** Task prompt **
Without the images, output each record below as it stands.

(Given entries begins)

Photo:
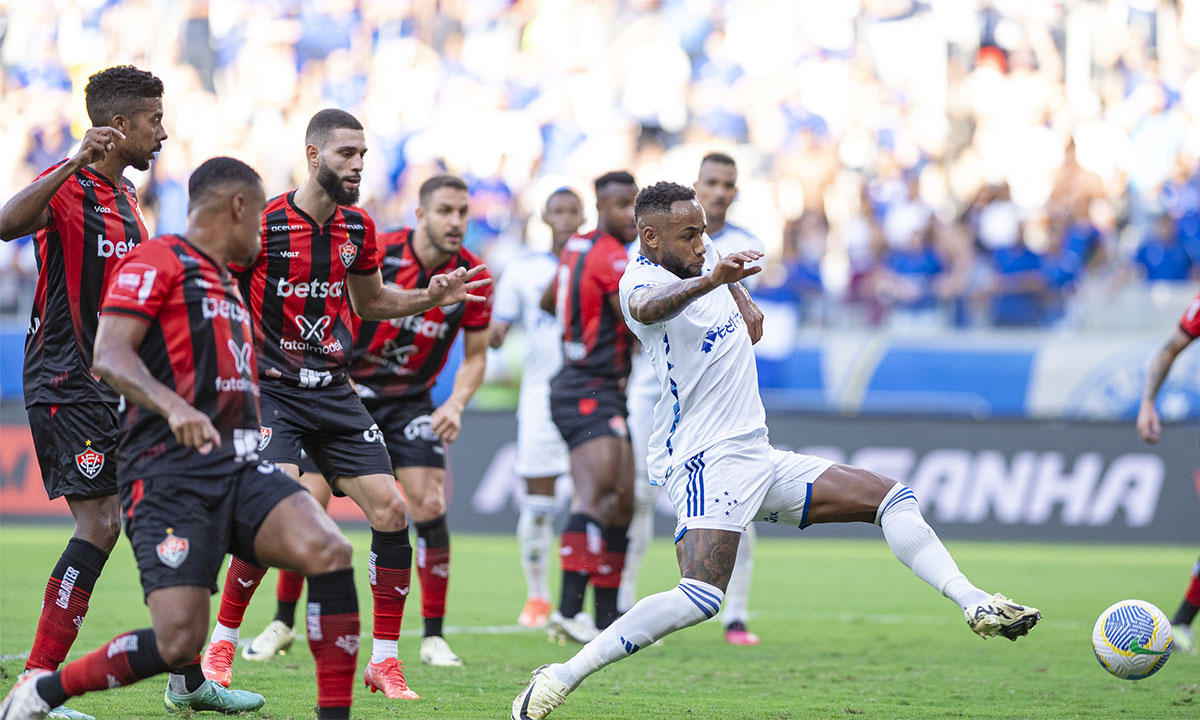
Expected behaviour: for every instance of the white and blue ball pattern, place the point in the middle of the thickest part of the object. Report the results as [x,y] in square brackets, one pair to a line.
[1132,640]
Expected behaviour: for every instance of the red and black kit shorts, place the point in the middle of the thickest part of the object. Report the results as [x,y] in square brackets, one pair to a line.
[181,525]
[329,424]
[587,407]
[407,425]
[76,448]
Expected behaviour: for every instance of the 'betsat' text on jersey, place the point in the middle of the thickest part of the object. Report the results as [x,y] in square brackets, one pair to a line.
[199,342]
[298,295]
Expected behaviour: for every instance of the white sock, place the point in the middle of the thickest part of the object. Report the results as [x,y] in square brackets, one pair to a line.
[534,535]
[737,595]
[382,649]
[657,616]
[917,546]
[223,633]
[641,533]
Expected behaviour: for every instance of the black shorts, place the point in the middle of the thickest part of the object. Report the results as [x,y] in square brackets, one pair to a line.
[585,408]
[183,525]
[408,430]
[76,448]
[329,424]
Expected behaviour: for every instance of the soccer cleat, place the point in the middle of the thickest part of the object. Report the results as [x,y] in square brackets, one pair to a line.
[540,696]
[389,677]
[1185,640]
[217,664]
[274,640]
[211,696]
[23,702]
[736,634]
[1000,616]
[65,713]
[580,629]
[534,613]
[436,652]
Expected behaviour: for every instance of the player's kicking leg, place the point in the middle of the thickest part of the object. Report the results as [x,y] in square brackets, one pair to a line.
[535,537]
[706,561]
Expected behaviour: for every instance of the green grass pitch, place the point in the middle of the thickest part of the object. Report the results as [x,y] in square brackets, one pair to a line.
[847,633]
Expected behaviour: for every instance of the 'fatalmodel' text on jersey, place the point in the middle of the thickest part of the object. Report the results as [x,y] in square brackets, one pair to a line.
[93,223]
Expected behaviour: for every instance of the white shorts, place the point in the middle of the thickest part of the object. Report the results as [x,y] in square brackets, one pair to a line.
[743,480]
[541,451]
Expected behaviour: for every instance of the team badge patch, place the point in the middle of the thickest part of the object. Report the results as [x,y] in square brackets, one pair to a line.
[348,252]
[173,550]
[90,462]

(Given entries ends)

** Result **
Photo:
Expected behaviour: for every instance of the white and blue ball pattern, place the point in the middle of the thickest part of the object. Report the results as [x,y] in square brackets, one pair to a line.
[1132,640]
Expected behaviour: for every instance of the red and black kit shorts, place the point in the middle of the thickest part of the object. Report the results as [x,y] in square brackets, one pair to a line.
[181,525]
[329,424]
[587,407]
[407,425]
[76,448]
Expected behaviour: for every instance of the 'betsat' text on jersey, place the point in the middle of the thickest part of the object. Report the results as [x,y] in square brackets, one pair to a line.
[199,342]
[298,295]
Expected behaviour: for every instance of the white sock, place the point in the middle of the thickest part of the object. Report the results as [x,y] in square brackets, one pair to a line.
[534,535]
[737,595]
[382,649]
[657,616]
[917,546]
[223,633]
[641,533]
Expected behaviour: for every instance of the black shorts, place the point in the middle of the thickest part of the object. Report the results as [x,y] in square brackets, one pair to a line.
[585,408]
[183,525]
[408,430]
[76,448]
[329,424]
Expected behaviour: for every instance of the soccer cleat, place the point in the middle of the thickest part of the object. Report the results as [x,y] in square brackets, one pair to a line.
[540,696]
[389,677]
[1185,640]
[217,664]
[274,640]
[211,696]
[23,702]
[736,634]
[1000,616]
[65,713]
[580,629]
[534,613]
[436,652]
Expected behaviour: for every instance of the player's kicking leg, place the point in the middle of the thickest part of the object. Report the results as [x,y] in square brackets, one pair to a line.
[535,537]
[706,561]
Expected behaviour: for every instance of the green grass pitch, place the point in the middle of the thickest part of the object. Report the results as [x,y] in square brackets, one pair to a line.
[847,633]
Expected behaviour: for every instance of the 'fatalmodel' text on jersey, place the point in the middle of the thickest part of the object. Report the results as [x,y] in square brackets, one pair to a line.
[93,223]
Expected behaviour: for every instance of the white shorts, place the point in the middle of the thickest part of the object. Report the results as [x,y] in square brackets, one pair to a line.
[743,480]
[541,451]
Expected behaviour: for every instance of the team badge patch, place the point in the middle of the thickest part of the object. Report the results as [x,y] in square brackets, one pair to a line.
[348,252]
[173,550]
[90,462]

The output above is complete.